De fato, a Constituição deve servir como um guia para atravessar períodos
turbulentos sem rupturas institucionais, e a crise não é um bom ambiente para
alterações constitucionais, pondera Valim. O especialista observa, porém, que
toda mudança normativa surge de uma necessidade. “Por que se criou a Lei Maria
da Penha? Percebeu-se grande número de mulheres vítimas de violência doméstica,
e ninguém diz que essa lei é casuística. Toda alteração normativa, da
Constituição a uma simples portaria, é motivada por um dado da realidade, um
problema que desperta a atenção da sociedade. Tampouco se pode falar em exceção
constitucional, porque a emenda valerá para todas as situações em que houver
vacância do poder.”
Professor de Direito Econômico e Economia Política da USP, Gilberto
Bercovici acrescenta que, na prática, a Constituição já não está mais em vigor.
“Acho engraçado, porque não vimos esse formalismo todo no impeachment de
Dilma”, ironiza. “Além disso, a emenda dos gastos públicos suspendeu a
Constituição por 20 anos, pois impede a efetivação dos direitos assegurados em
1988. Na verdade, chamar eleições diretas é a única forma de resgatar o Estado
Democrático de Direito. Estão impondo um conjunto de reformas que contrariam os
interesses do povo, só satisfazem aos grandes agentes econômicos e à mídia.”
Entusiasta das Diretas Já, Gisele Cittadino, coordenadora da pós-gradução
em Direito da PUC do Rio de Janeiro, não esconde a perplexidade com os
argumentos levantados por Reale Jr. “Dizer que eleições diretas causam
insegurança jurídica é um escárnio. O que causa instabilidade são esses golpes
sucessivos, um impeachment sem crime de responsabilidade, uma emenda que
congela a efetivação dos direitos sociais por 20 anos...”, afirma. “O que se
propõe é aprovar uma emenda para realizar eleições diretas. No momento em que o
Congresso aprovar a PEC, o texto constitucional passará a prever esse
procedimento. Não haverá, portanto, qualquer desrespeito à Constituição.”
O maior obstáculo às Diretas Já é político, e não jurídico, enfatiza o
deputado Alessandro Molon. “Por isso, vejo com enorme preocupação as
articulações em torno de candidaturas pela via indireta. Buscam a todo custo
impor um acordão.”

#### Entradas listadas:
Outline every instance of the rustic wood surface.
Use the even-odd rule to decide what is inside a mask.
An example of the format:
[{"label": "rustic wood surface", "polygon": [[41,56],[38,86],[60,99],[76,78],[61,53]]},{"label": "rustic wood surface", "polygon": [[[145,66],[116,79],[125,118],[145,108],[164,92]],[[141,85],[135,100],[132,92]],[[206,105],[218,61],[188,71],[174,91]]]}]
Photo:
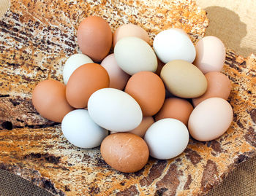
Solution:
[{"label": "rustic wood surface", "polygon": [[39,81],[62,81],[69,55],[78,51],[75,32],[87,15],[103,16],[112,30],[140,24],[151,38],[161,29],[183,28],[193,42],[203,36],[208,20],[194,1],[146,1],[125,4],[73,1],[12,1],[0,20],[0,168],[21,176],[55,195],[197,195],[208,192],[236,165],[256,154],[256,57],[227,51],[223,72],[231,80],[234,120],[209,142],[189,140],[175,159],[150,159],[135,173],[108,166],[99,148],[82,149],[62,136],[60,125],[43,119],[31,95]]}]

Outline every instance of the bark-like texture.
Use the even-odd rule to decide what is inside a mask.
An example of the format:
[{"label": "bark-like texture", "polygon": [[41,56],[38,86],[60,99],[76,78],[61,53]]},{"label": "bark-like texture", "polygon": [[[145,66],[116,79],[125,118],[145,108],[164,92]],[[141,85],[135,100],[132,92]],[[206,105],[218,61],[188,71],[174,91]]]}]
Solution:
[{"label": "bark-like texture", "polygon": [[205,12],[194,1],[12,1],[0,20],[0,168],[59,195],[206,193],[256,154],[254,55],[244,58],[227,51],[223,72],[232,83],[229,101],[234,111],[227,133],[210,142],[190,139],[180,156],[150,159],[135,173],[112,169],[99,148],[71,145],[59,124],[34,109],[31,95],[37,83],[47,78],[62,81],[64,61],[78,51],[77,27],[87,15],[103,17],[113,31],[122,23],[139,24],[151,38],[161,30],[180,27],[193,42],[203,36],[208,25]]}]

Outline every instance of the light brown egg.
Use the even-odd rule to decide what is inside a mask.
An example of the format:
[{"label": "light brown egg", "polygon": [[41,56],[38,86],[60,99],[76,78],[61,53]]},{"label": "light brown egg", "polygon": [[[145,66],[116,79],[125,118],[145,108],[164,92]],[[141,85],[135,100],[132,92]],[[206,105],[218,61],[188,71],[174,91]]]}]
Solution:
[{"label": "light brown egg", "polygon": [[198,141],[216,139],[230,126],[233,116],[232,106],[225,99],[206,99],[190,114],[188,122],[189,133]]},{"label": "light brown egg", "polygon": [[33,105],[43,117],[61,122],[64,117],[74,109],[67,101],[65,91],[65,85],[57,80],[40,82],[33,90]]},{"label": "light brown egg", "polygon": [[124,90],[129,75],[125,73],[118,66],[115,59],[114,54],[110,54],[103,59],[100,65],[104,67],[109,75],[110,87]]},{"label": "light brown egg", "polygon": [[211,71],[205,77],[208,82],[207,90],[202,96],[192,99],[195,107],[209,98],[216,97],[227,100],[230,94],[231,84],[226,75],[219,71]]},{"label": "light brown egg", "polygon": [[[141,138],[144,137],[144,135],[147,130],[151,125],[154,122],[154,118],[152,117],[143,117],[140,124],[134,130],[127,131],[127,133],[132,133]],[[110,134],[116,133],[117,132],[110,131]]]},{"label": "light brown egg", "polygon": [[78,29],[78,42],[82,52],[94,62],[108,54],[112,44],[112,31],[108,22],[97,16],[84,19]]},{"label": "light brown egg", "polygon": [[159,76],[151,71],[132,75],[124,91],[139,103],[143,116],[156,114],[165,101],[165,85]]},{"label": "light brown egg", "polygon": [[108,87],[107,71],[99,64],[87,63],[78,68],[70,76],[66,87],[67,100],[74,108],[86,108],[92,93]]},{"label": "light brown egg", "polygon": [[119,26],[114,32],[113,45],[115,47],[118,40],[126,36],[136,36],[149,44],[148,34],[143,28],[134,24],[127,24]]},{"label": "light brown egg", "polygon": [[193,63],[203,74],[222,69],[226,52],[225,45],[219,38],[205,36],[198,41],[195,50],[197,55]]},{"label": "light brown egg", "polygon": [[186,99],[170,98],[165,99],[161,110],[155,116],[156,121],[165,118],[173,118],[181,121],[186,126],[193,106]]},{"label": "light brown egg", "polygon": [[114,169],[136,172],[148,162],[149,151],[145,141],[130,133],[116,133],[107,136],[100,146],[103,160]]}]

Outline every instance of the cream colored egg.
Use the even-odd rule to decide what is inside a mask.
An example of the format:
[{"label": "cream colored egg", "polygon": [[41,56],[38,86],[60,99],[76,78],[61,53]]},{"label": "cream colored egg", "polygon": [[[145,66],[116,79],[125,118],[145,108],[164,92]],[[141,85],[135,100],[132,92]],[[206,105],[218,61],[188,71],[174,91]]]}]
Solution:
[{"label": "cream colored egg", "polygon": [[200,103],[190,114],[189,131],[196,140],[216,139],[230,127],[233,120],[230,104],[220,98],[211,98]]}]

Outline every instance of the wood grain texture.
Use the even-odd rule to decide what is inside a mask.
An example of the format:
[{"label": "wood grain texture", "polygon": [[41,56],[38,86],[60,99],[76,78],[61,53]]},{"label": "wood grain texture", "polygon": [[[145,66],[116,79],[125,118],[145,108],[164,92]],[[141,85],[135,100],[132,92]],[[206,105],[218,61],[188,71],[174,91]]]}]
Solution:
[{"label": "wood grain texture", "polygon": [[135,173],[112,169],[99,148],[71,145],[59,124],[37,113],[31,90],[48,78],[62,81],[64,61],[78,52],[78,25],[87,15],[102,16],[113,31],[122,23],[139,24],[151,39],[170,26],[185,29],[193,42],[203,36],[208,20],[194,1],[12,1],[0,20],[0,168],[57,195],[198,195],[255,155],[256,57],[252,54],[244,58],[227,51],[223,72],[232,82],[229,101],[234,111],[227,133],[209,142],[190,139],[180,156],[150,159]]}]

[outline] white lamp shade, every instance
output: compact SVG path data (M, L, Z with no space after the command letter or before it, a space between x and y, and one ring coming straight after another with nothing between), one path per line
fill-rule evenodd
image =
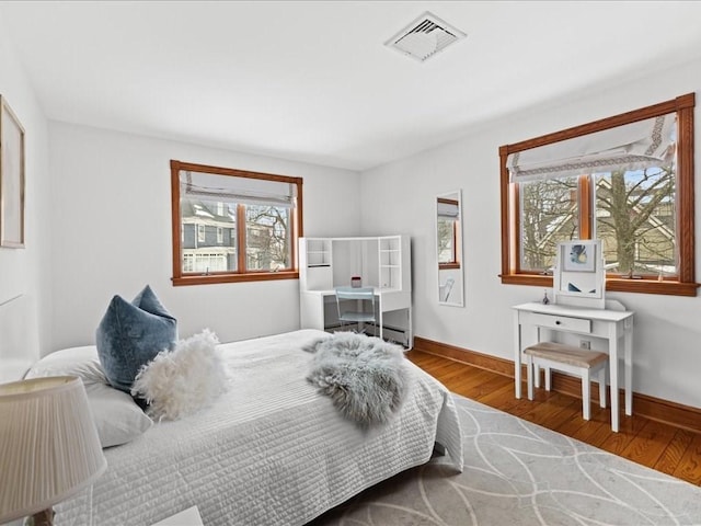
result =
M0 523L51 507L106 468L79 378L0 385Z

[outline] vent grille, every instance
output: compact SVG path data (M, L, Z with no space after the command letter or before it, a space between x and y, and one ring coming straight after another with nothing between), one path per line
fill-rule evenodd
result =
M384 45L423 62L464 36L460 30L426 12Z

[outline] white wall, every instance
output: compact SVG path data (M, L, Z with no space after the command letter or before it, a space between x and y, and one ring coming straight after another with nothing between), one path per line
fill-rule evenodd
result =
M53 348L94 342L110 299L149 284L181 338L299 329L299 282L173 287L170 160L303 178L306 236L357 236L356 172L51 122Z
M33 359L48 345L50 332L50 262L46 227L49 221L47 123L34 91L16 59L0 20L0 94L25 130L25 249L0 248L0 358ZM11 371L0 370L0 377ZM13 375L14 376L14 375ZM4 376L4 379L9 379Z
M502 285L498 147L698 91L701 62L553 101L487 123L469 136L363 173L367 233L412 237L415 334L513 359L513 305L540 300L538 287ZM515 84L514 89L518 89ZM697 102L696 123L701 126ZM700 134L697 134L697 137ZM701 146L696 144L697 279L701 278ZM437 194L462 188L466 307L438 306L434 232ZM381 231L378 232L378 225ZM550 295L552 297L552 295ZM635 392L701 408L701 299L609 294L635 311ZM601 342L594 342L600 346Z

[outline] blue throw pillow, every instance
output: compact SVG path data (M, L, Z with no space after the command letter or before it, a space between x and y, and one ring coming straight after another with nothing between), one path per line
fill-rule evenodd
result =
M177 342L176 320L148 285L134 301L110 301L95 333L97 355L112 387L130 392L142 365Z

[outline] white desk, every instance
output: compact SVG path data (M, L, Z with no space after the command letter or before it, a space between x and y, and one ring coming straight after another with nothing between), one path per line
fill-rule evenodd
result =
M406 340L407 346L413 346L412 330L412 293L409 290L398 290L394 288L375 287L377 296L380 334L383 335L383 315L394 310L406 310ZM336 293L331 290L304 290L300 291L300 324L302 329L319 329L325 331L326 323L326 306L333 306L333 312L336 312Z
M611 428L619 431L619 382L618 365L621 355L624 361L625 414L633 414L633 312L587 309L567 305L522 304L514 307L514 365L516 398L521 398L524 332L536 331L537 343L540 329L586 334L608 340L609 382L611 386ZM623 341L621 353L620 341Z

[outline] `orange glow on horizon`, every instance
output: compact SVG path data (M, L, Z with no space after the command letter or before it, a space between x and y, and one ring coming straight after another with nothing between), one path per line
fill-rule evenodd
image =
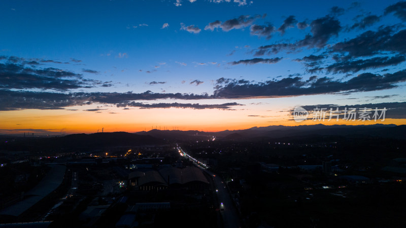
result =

==

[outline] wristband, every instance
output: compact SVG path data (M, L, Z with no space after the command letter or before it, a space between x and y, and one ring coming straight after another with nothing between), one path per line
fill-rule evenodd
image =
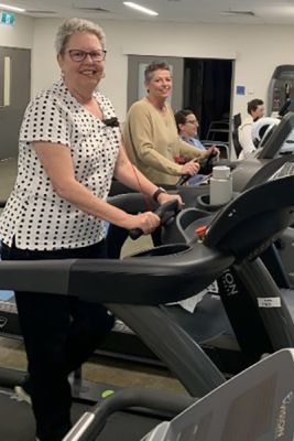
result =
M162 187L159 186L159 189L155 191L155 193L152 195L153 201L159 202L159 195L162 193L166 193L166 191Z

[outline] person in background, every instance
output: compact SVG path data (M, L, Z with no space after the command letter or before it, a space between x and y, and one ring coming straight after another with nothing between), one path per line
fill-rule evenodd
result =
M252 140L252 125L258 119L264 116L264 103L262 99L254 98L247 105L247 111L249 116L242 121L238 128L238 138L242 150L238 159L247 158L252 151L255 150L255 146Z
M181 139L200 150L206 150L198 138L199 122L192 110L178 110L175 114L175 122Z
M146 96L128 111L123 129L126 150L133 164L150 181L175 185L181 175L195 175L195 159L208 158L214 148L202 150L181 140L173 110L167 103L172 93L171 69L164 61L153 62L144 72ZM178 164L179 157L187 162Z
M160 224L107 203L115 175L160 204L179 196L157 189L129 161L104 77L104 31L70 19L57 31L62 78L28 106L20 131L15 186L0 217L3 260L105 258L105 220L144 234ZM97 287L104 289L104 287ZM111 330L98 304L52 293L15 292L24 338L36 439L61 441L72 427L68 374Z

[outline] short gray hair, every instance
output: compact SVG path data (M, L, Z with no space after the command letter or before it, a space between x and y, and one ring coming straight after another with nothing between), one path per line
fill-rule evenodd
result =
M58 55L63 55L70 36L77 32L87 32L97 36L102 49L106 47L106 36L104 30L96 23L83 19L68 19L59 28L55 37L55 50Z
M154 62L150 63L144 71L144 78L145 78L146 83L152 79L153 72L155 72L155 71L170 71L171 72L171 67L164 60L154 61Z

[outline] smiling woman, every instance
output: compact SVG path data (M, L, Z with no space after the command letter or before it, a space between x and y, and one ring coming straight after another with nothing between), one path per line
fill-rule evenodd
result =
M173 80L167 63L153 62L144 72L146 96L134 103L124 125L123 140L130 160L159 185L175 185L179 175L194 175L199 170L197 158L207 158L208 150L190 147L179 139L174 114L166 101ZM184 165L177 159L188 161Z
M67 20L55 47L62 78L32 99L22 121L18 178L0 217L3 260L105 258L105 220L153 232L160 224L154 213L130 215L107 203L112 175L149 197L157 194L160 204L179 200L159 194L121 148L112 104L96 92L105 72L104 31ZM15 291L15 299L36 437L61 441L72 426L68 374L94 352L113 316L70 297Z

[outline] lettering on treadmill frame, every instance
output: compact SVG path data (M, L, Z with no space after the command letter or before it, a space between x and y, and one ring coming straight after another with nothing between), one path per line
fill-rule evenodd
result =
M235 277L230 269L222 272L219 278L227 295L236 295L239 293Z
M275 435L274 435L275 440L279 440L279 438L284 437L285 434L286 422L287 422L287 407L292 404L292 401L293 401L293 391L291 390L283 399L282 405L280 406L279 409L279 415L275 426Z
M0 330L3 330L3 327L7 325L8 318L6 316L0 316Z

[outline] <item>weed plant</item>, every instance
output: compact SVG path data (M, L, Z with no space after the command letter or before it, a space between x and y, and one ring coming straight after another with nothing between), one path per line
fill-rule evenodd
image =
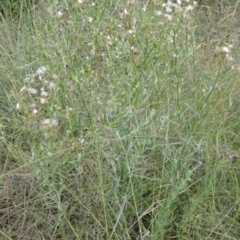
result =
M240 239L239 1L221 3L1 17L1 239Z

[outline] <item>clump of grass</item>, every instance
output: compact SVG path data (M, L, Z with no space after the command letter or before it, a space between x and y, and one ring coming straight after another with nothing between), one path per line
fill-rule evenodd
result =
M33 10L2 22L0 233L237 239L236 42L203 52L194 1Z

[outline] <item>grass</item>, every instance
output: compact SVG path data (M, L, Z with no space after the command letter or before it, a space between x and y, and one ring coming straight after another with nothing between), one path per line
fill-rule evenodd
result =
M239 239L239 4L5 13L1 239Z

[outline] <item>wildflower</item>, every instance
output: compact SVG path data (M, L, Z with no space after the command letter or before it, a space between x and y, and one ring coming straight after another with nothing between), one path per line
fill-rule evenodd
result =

#### Tarefa 1:
Com base no texto sobre as Diretas Já, responda:
(a) Que disciplinas Gilberto Bercovici leciona na USP?
(b) Segundo Gisele Cittadino, por quantos anos a emenda congela a efetivação dos direitos sociais?
(c) Para o deputado Alessandro Molon, de que natureza é o maior obstáculo às Diretas Já?
#### Tarefa 2:
Transcreva do texto sobre as Diretas Já o trecho entre "De fato, a Constituição" e "mais em vigor.", inclusive.
As entradas não guardam relação com o texto sobre as Diretas Já.

#### Solução detalhada 1:
(a) Direito Econômico e Economia Política.
(b) Por 20 anos.
(c) Política, e não jurídica.

#### Solução detalhada 2:
De fato, a Constituição deve servir como um guia para atravessar períodos
turbulentos sem rupturas institucionais, e a crise não é um bom ambiente para
alterações constitucionais, pondera Valim. O especialista observa, porém, que
toda mudança normativa surge de uma necessidade. “Por que se criou a Lei Maria
da Penha? Percebeu-se grande número de mulheres vítimas de violência doméstica,
e ninguém diz que essa lei é casuística. Toda alteração normativa, da
Constituição a uma simples portaria, é motivada por um dado da realidade, um
problema que desperta a atenção da sociedade. Tampouco se pode falar em exceção
constitucional, porque a emenda valerá para todas as situações em que houver
vacância do poder.”
Professor de Direito Econômico e Economia Política da USP, Gilberto
Bercovici acrescenta que, na prática, a Constituição já não está mais em vigor.